Compliance with regulation 9 (2) (a)

[17] Upon perusing the papers the First Respondent is Eric Nkosi and the citation refers to six others. The Annexure annexed to the notice of motion refers to the names of six Respondents and further to dependants of the second and fourth respondents. It appears from the returns of service that the documents were served as follows:

On the first respondent personally, on the second respondent via his daughter Letsigo by explaining in English and Afrikaans, upon the third respondent via a friend Bosa Motsisi by explaining in English and Afrikaans, upon the fourth respondent and dependants ( unnamed) via affixing a copy thereof upon the principal door. It is not clear from the document upon which principal door the document was affixed. It is also not clear what language the document was in and the court must infer that it was in English as the original document was in English. Upon the fifth respondent in the same manner by affixing it to the principal door and the same concerns about which door it was appended to are applicable. Upon the sixth respondent by serving it upon Sara his wife with the document explained in English and Afrikaans. Upon the seventh respondent by affixing it upon a principal door.

[18] In Landbounavorsingsraad v Klaasen 2005 (3) SA 410 this court in the judgement of Gildenhuys J indicated that it was not necessary to serve such a notice on all the persons occupying under the “occupier”.


[19] Having regard to the returns of service which have been filed herein, it is noted that the requirements for service have not been fully complied with. The manner of service is set out in regulation 9 (2) (a) and is peremptory. It requires the sheriff to read the highlighted portion of the notice (hereafter referred to as the form E notice) to the occupier in the official language he understands best and to deliver to the occupier a copy of the Form E notice in that language and another copy in another official language. The notices appear not to have been delivered in the language best understood by the parties. The contracts of employment attached to the papers bear a certificate of interpretation which reflects that the terms of the contract of employment were explained in Tswana. The notices served were explained in Afrikaans and is not the language which the parties best understand.


[20] The importance of ensuring that the occupier understands the rationale was indicated by Meer J in ABJ Boerdery v Mzamo and another [2001] JOL 8104 (LCC) at page 6 at paragraph 8:

[ …] The Form E notice to an occupier informing him/her of the intention to obtain an eviction order is a complicated document at the best of times. Given that many occupiers are unsophisticated, it is crucial that the regulations, which are designed to make the important information contained in the document as accessible as possible, are complied with.”


[21] Initially the question of locus standi was raised by the court. The applicant applied to file an affidavit deposed to by one of the trustees, which indicates at paragraph 5 thereof that:

The applicant has always had authority from the Trust to house and accommodate its employees on the property and to evict them.”


[22] The respondent did not object to the filing of the affidavit. However counsel for the respondent submitted that not much weight be attached to the affidavit and the authority reflected therein as it was attested to after this matter commenced. It is within this courts discretion to permit the affidavit, and I am of the view that the time of its filing ought not to detract from its proof and the requisite authority. The court is satisfied that the Applicant has the necessary authority to file this application for relief.

====

* **AIM 1**:
According to the judgment excerpt, in which language were the terms of the contracts of employment explained?

(Point-based annotation listing)
====

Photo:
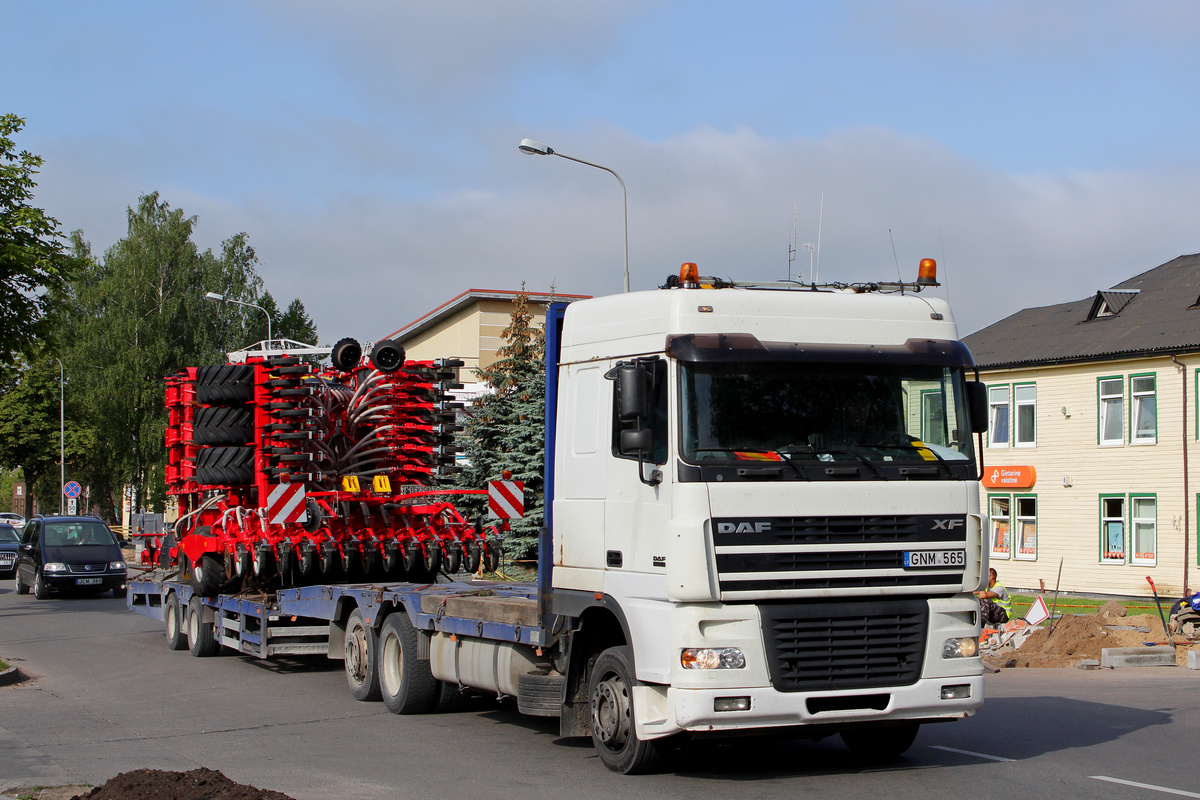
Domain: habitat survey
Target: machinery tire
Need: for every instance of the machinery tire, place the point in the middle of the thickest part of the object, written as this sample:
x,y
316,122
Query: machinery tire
x,y
208,576
880,743
225,465
453,559
226,385
361,659
173,620
406,681
223,426
611,705
202,639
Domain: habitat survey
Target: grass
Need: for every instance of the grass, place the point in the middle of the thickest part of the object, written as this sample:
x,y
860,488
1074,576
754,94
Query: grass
x,y
1079,605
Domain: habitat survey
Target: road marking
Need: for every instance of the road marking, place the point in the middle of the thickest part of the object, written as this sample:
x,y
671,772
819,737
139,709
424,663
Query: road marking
x,y
970,752
1145,786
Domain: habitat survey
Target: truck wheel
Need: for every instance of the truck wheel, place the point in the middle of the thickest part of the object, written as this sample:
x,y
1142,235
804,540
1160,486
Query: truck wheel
x,y
201,637
880,743
407,684
177,639
611,702
225,385
361,650
208,576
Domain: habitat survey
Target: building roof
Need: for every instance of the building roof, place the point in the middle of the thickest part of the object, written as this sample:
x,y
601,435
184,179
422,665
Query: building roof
x,y
467,298
1155,312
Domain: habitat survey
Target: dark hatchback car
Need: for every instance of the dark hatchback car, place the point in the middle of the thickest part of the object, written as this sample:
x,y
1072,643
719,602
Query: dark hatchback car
x,y
9,541
77,553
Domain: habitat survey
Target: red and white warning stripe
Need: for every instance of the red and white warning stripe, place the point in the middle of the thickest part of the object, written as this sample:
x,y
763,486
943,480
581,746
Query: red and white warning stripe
x,y
505,499
286,504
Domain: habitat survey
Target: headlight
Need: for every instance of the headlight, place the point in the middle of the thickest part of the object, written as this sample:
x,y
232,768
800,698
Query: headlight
x,y
712,659
964,648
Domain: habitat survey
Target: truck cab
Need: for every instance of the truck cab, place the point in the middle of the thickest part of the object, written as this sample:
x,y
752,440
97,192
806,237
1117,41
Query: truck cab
x,y
766,499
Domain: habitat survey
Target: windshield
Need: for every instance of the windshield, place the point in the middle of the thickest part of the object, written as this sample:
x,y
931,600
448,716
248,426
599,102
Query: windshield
x,y
877,416
69,534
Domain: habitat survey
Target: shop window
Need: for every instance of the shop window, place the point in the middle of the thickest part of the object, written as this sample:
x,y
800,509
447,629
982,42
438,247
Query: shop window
x,y
1111,396
1113,539
1144,523
997,427
1025,398
1026,528
999,510
1144,425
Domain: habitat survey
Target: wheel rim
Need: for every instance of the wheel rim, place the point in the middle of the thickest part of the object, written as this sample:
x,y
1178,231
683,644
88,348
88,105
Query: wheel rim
x,y
391,666
611,713
357,654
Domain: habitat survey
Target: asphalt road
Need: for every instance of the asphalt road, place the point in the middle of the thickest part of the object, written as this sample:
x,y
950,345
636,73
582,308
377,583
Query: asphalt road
x,y
107,696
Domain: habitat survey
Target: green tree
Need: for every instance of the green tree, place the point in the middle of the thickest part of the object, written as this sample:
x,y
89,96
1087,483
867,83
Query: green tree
x,y
505,428
33,263
139,314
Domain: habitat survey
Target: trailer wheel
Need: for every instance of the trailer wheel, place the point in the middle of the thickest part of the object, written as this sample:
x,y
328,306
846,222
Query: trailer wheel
x,y
223,426
407,684
201,637
611,703
208,576
361,650
225,385
880,743
172,615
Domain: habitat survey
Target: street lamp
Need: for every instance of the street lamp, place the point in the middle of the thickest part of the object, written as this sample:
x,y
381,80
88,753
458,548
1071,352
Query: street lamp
x,y
532,148
63,441
213,296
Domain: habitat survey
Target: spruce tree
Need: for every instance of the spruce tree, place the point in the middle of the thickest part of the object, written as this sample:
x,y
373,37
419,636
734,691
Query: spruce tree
x,y
505,427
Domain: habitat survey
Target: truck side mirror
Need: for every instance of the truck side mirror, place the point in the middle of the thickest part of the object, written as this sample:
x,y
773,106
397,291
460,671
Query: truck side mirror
x,y
634,443
977,405
634,385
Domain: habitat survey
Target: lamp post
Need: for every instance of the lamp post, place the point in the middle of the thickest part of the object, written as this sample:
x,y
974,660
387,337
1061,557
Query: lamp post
x,y
532,148
213,296
63,439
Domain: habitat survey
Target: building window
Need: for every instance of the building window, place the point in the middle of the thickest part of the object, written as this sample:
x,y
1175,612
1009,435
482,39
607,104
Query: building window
x,y
1025,398
1145,529
997,427
1113,541
999,512
1111,392
1144,423
1026,528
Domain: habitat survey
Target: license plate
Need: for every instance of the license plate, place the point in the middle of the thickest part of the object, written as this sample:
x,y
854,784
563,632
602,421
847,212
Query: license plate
x,y
918,559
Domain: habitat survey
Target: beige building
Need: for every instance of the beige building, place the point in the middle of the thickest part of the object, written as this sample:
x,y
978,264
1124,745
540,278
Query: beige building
x,y
1093,438
469,325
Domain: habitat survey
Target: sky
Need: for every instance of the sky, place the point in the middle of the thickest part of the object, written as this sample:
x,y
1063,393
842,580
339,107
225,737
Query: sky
x,y
1039,150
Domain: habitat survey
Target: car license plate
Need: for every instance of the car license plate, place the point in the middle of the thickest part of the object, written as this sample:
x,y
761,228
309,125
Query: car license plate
x,y
918,559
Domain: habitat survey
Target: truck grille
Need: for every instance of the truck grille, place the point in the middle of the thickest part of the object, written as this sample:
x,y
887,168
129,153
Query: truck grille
x,y
840,645
804,554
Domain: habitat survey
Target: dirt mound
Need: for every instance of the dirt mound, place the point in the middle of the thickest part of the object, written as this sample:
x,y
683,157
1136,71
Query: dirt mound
x,y
1078,637
196,785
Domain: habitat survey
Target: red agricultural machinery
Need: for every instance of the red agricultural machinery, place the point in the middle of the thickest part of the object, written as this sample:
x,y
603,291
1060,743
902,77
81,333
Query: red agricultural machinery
x,y
295,474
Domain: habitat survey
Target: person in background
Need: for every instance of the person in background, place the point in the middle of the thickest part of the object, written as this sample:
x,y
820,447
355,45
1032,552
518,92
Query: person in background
x,y
995,605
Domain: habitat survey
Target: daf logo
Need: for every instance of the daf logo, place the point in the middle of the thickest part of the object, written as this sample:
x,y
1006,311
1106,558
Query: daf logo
x,y
743,527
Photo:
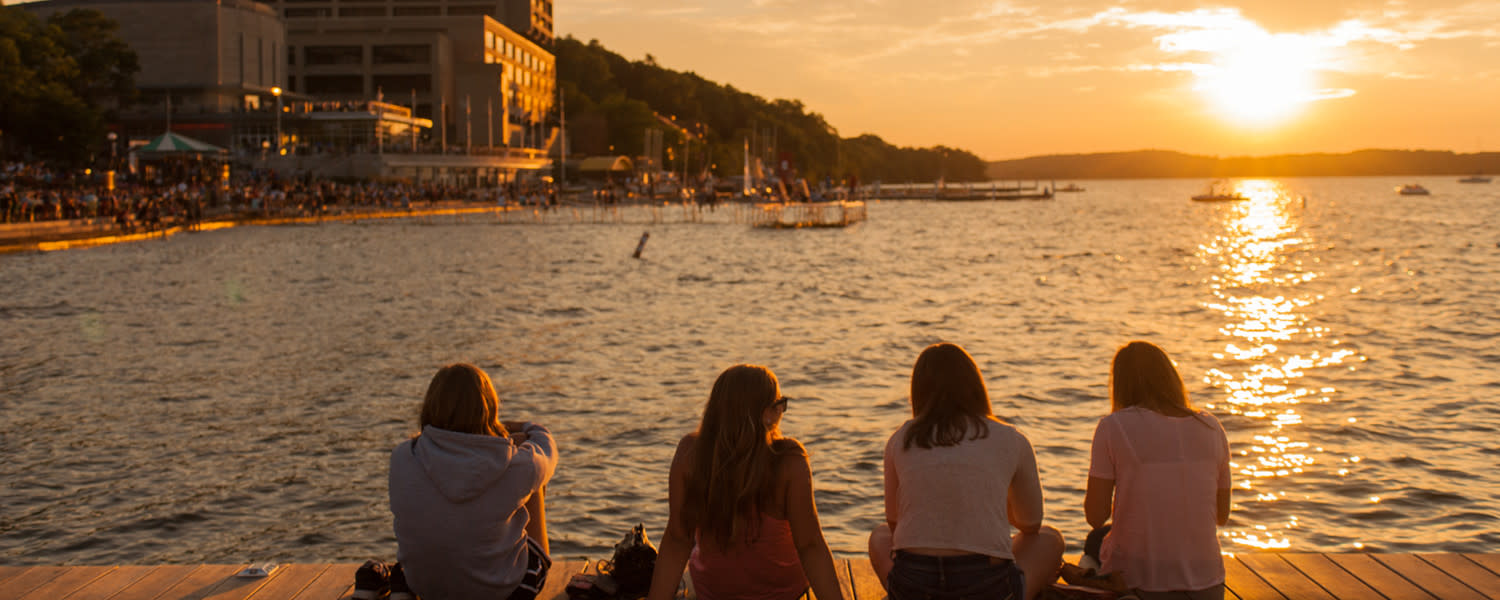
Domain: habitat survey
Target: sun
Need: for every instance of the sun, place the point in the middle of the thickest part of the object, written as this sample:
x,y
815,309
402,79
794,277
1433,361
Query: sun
x,y
1259,84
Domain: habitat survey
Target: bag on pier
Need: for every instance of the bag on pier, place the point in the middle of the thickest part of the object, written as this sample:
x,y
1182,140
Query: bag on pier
x,y
633,561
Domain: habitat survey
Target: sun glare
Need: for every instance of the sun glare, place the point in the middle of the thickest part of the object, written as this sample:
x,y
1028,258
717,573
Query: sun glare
x,y
1260,84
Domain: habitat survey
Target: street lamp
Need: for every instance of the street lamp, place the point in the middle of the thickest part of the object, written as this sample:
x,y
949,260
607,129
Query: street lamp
x,y
276,92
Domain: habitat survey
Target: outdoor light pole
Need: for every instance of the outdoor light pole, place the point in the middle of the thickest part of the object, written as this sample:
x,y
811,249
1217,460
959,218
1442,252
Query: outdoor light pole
x,y
276,92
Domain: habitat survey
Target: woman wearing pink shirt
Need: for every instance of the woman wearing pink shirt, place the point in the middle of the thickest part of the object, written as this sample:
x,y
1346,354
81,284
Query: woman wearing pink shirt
x,y
1161,470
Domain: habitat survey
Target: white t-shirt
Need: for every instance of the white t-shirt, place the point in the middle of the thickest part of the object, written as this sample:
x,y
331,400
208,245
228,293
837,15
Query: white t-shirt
x,y
954,497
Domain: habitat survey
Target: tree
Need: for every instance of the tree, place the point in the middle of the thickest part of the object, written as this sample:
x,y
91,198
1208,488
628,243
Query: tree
x,y
57,78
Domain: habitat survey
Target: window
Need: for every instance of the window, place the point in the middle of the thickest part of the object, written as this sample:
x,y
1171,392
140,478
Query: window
x,y
335,84
308,12
396,84
333,56
480,9
402,54
363,11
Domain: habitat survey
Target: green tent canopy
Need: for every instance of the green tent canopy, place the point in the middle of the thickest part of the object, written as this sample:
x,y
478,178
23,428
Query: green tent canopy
x,y
177,144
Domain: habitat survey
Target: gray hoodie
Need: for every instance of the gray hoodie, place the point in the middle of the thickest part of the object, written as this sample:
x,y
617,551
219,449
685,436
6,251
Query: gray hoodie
x,y
459,507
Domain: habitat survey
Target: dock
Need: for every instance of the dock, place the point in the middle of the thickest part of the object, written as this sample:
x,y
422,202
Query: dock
x,y
1251,576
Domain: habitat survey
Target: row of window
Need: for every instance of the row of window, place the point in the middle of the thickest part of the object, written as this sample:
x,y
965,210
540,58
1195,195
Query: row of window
x,y
398,11
381,54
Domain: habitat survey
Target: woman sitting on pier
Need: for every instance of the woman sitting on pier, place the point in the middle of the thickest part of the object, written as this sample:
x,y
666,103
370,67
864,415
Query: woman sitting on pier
x,y
741,503
957,479
465,494
1161,470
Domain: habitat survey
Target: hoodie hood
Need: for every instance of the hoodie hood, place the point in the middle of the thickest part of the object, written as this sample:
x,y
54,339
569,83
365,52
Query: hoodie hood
x,y
462,465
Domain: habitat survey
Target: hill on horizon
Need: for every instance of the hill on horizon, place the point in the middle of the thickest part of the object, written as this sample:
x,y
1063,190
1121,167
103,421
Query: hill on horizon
x,y
1166,164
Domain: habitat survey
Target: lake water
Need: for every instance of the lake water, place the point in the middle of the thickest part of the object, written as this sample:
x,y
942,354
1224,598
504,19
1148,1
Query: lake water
x,y
234,395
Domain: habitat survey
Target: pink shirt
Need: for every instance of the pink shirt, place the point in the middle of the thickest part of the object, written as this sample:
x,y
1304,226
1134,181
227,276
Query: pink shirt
x,y
767,567
1167,473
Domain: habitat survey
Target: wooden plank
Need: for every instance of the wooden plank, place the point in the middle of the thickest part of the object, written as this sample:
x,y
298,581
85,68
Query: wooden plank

====

* **AIM 2**:
Find every line in the listing that contains the word "agricultural" and copy each of those lines. Case counts.

* **TASK RESULT 1**:
Tswana.

* **TASK RESULT 2**:
Target: red agricultural machinery
Need: for every instance of the red agricultural machinery, place the point in the middle of the thickest part of the object, written as this sample:
Query: red agricultural machinery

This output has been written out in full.